Text to read:

## BEGIN

Even well-intentioned teams, even dedicated central fairness teams, have blind spots and can be surprised by fairness issues affecting populations that they had not considered. It is unlikely that even diverse teams bring the lived experienced and nuanced cultural knowledge and domain knowledge to anticipate all fairness issues in a globally deployed product. To identify possible harms, engagement with affected stakeholders can be eye opening. Simple techniques such as simply describing the problem and intended solution to potential users, showing mockups of user interfaces, or providing interactive prototypes (possibly using a wizard of oz design, where a human simulates the model to be developed) can surface different views and possible concerns. If access to stakeholders is limited or participants do not represent the diverse backgrounds expected well, personas can be effective to identify concerns of populations that may not be well represented among the developer team: The idea is to describe a representative fictional user from a certain target demographic and then ask given a specific task with the product to be developed: “What would that person do or think?” All these techniques are widely described in requirements engineering and design textbooks.

Identifying protected attributes. After we anticipate potential harms from discrimination, we need to identify against which attributes we may discriminate in the system, and which attributes should be considered as protected attributes in a fairness discussion. This requires an understanding of our target population and its subpopulations and how they may be affected by discrimination.

## END

Point annotation dataset records
## BEGIN

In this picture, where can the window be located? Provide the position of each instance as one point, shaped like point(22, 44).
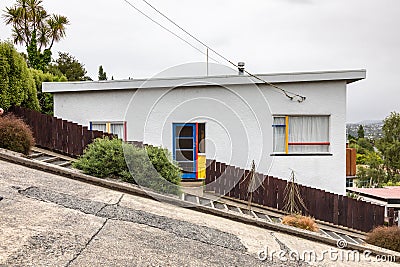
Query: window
point(301, 134)
point(117, 128)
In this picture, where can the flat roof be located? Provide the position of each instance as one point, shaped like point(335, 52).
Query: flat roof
point(277, 78)
point(389, 192)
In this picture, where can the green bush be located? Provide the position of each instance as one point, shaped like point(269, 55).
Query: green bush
point(385, 237)
point(17, 86)
point(150, 167)
point(15, 135)
point(103, 158)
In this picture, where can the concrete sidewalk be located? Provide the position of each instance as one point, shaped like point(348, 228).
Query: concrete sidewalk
point(49, 220)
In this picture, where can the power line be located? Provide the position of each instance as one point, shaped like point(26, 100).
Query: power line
point(288, 94)
point(168, 30)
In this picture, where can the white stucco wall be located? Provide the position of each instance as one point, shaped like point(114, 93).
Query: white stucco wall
point(238, 122)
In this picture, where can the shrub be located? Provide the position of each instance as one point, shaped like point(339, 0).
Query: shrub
point(150, 167)
point(15, 135)
point(103, 158)
point(385, 237)
point(300, 221)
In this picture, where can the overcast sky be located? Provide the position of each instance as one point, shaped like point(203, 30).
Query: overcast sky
point(269, 35)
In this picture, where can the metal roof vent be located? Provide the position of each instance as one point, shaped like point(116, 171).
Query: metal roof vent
point(241, 68)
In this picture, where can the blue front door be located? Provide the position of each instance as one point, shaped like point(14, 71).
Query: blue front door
point(185, 148)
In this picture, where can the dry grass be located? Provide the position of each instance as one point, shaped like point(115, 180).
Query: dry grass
point(300, 221)
point(385, 237)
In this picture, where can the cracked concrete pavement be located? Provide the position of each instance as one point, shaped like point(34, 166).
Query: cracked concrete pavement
point(49, 220)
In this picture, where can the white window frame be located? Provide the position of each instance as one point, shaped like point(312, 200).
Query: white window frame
point(284, 124)
point(108, 127)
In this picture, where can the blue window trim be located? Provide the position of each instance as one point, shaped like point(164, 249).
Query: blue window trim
point(193, 125)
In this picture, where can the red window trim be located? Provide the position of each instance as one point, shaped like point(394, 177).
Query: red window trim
point(309, 143)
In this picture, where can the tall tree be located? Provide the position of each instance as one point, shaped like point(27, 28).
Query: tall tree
point(102, 74)
point(17, 86)
point(389, 145)
point(360, 132)
point(70, 67)
point(37, 30)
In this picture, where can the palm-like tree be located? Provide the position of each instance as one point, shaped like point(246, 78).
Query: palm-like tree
point(28, 18)
point(57, 28)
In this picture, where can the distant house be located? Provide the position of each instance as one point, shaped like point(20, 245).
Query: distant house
point(231, 118)
point(388, 196)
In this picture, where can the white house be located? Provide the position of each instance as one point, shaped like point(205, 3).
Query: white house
point(231, 118)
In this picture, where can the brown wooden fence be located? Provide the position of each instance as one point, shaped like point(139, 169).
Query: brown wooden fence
point(325, 206)
point(56, 134)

## END

Required actions:
1. Recast the dataset rows starting at the line containing "In this picture, where can the concrete" and ending at the line containing "point(269, 35)" as a Markdown table with the columns Number and Entry, one line per table row and no blank lines.
2. Continue the passage on fairness and protected attributes from its last sentence.

Answers in order:
1.
| Number | Entry |
|---|---|
| 1 | In this picture, where can the concrete sidewalk be located? Provide the position of each instance as one point, shaped like point(348, 228). |
| 2 | Query: concrete sidewalk |
| 3 | point(49, 220) |
| 4 | In this picture, where can the power line be located? Provide the position of each instance as one point, shaped like point(26, 100). |
| 5 | Query: power line |
| 6 | point(288, 94) |
| 7 | point(168, 30) |
| 8 | In this picture, where can the white stucco wall be located? Provide the position of each instance as one point, shaped like point(114, 93). |
| 9 | Query: white stucco wall |
| 10 | point(238, 122) |
| 11 | In this picture, where can the shrub be located? Provide the position of each instance as one point, shaped like point(339, 0). |
| 12 | Query: shrub |
| 13 | point(150, 167) |
| 14 | point(15, 135) |
| 15 | point(103, 158) |
| 16 | point(385, 237) |
| 17 | point(300, 221) |
| 18 | In this picture, where can the overcast sky be located? Provide the position of each instance as one point, shaped like point(203, 30). |
| 19 | Query: overcast sky |
| 20 | point(269, 35) |

2.
Anti-discrimination law provides a starting point (see above), listing attributes that could get developers of a system into legal trouble if discrimination can be shown. However, there are also other criteria that may be considered as problematic for some tasks, even when not legally required, such as socioeconomic status in college admissions decisions, body height or weight in pedestrian detection systems, hair style or eye color in application screening systems, or preferences for specific sports teams in mortgage lending decisions. Protected attributes tend to relate to characteristics of humans, but we can conceptually also extend the discussion of protected attributes to animals (e.g., automation systems on farms) and inanimate objects (e.g., detecting flowers in photos).

Software engineers and data scientists may not always be aware of legal requirements and societal discourse around fairness and discrimination. As usual in requirements engineering, it is generally worthwhile to talk to a broad range of stakeholders, consult with lawyers, read relevant research, and involve experts to determine which protected attributes to consider for fairness concerns.

Navigating conflicting fairness criteria. Different fairness criteria discussed above are mutually exclusive in most settings — for example, a mortgage model that is fair according to equalized odds will not satisfy group fairness if disparities exist between groups. The conflict should not be surprising though, given how these measures correspond to very different notions of what is considered fair if groups start from different positions (whether inert or from past discrimination). Each notion of fairness can be considered unfair when seen from other’s fairness lens: Treating everybody equally in a meritocracy will only reinforce existing inequalities whereas uplifting disadvantaged communities can be seen as giving unfair advantages to people who contributed less, making it harder to succeed in the advantaged group merely due to group status.

Different stakeholders can prefer different fairness notions in ways that clash significantly. For example, in a user study at a big tech company, reported by Holstein et al., search engine users felt that the developer’s attempts at improving fairness in image search (e.g., increasing representation in searches for “CEO,” as discussed above) amounted to unethical “manipulation” of search results: ”Users right now are seeing [image search] as ‘We show you [an objective] window into […] society,’ whereas we do have a strong argument [instead] for, ‘We should show you as many different types of images as possible, [to] try to get something for everyone.’”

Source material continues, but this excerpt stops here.